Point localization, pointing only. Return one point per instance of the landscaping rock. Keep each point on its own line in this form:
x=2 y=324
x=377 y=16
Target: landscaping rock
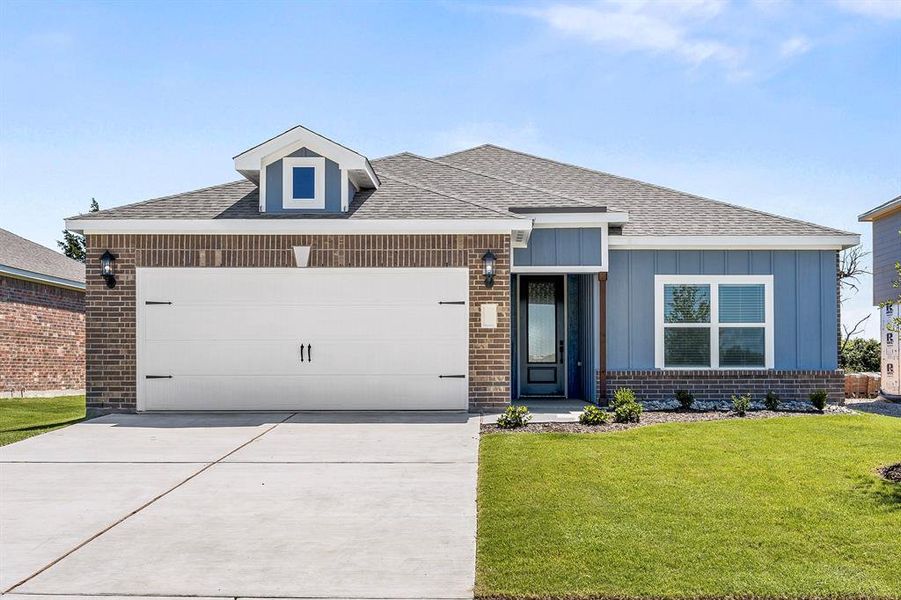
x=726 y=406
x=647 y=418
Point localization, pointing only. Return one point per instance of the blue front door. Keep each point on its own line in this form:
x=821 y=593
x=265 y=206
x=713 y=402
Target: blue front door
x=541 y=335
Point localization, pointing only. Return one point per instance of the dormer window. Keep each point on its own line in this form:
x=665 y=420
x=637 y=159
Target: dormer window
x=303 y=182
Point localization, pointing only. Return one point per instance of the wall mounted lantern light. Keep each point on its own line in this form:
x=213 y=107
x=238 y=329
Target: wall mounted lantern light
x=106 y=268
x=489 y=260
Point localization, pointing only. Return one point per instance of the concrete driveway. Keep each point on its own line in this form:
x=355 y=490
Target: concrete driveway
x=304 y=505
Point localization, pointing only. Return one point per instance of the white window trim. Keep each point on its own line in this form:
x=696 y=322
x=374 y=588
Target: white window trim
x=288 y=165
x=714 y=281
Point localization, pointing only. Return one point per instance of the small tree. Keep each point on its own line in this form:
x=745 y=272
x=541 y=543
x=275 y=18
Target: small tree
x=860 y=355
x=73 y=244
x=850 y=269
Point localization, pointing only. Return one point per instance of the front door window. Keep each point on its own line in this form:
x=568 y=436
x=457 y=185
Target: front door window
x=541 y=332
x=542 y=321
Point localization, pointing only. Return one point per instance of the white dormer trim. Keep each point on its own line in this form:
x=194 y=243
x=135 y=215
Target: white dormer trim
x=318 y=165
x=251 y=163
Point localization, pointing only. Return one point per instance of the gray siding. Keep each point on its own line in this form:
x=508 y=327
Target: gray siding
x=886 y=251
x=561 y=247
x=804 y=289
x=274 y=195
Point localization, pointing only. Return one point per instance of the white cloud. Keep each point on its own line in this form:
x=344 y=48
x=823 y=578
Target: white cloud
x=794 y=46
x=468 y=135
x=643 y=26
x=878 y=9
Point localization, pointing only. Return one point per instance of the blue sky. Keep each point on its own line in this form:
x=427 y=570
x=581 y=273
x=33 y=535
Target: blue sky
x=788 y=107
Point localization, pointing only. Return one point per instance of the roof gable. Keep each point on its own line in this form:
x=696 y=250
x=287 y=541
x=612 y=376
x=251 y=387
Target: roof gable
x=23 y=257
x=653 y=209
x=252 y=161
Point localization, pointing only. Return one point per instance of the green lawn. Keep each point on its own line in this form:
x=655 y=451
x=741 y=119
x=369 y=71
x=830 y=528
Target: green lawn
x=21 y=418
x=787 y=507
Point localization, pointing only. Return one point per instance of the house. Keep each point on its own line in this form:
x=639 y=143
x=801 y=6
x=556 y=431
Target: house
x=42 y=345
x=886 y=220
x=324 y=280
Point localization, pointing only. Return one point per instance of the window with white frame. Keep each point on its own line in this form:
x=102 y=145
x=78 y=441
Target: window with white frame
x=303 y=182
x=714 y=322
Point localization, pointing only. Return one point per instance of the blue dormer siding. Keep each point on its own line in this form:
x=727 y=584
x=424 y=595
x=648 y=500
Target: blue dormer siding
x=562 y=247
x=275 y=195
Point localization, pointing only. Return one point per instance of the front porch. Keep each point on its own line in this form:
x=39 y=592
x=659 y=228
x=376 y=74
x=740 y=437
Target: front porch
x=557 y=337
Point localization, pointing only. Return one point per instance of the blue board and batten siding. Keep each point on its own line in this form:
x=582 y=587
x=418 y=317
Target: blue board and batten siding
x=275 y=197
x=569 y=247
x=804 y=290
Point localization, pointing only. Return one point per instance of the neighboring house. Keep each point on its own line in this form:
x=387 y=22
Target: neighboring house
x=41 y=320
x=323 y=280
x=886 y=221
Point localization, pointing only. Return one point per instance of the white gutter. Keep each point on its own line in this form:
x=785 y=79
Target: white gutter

# # # #

— Assignment —
Only lines with the word "gutter" are wanted. Find and copy them from the records above.

— Result of the task —
Point localization, pointing only. Return one point per instance of the white gutter. Keep each point on its own line in this form:
Target: white gutter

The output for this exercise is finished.